**** Material for this exercise ****
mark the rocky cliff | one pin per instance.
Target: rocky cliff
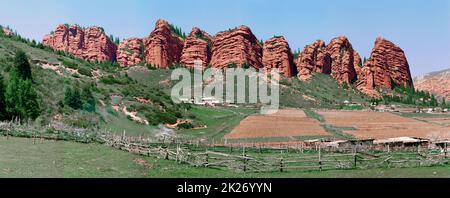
(386, 68)
(163, 47)
(130, 52)
(196, 47)
(437, 83)
(278, 55)
(343, 60)
(90, 44)
(313, 59)
(236, 47)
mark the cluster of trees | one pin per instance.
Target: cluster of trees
(408, 95)
(18, 99)
(79, 99)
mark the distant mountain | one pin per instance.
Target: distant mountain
****
§ **Task directions**
Rewrite all of the items above as a JSON list of strings, with one string per line and blank lines skipped. Leave the pictures out of your answer.

§ **Correct answer**
[
  "mark the rocky cliff | one pin per instance.",
  "Target: rocky cliff",
  "(386, 68)",
  "(163, 47)",
  "(130, 52)",
  "(196, 47)",
  "(437, 83)",
  "(278, 55)",
  "(343, 60)",
  "(90, 44)",
  "(313, 59)",
  "(236, 47)",
  "mark the cluster of trees | one pin per instance.",
  "Target: cluster of trees",
  "(408, 95)",
  "(18, 99)",
  "(79, 99)",
  "mark the distant mountain | one pin per instance.",
  "Target: distant mountain"
]